• **EXERCISE DIRECTIONS**:
Give every line back verbatim, dropping all images.

----- EXTRACTED DATA -----

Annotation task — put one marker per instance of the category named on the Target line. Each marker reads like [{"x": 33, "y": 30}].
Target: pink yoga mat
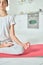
[{"x": 33, "y": 51}]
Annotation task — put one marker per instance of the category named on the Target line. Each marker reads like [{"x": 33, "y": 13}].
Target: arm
[{"x": 14, "y": 38}]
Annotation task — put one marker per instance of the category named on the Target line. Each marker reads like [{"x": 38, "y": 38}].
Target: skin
[{"x": 3, "y": 12}]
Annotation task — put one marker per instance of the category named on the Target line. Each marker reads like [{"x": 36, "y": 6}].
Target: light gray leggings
[{"x": 16, "y": 49}]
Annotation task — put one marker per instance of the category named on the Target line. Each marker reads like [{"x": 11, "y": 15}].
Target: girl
[{"x": 9, "y": 43}]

-----

• **SOLUTION TO THE PROBLEM**:
Annotation task — put one marker per instance of the category named on the Target line. Each marker reads like [{"x": 33, "y": 30}].
Target: pink yoga mat
[{"x": 33, "y": 51}]
Annotation task — put one marker per instance of the category named on the Target line. Each marker reads like [{"x": 33, "y": 13}].
Target: arm
[{"x": 14, "y": 38}]
Annotation task — put one marker per instance of the category named on the Target line. Each marker reads like [{"x": 38, "y": 38}].
Target: skin
[{"x": 3, "y": 12}]
Annotation task — put one marker per instance of the category named on the Target line. Each marker reads like [{"x": 36, "y": 6}].
Target: light gray leggings
[{"x": 16, "y": 49}]
Annotation task — put one marker per instance of the category named on the Target line. Each marker reads like [{"x": 11, "y": 15}].
Target: girl
[{"x": 9, "y": 43}]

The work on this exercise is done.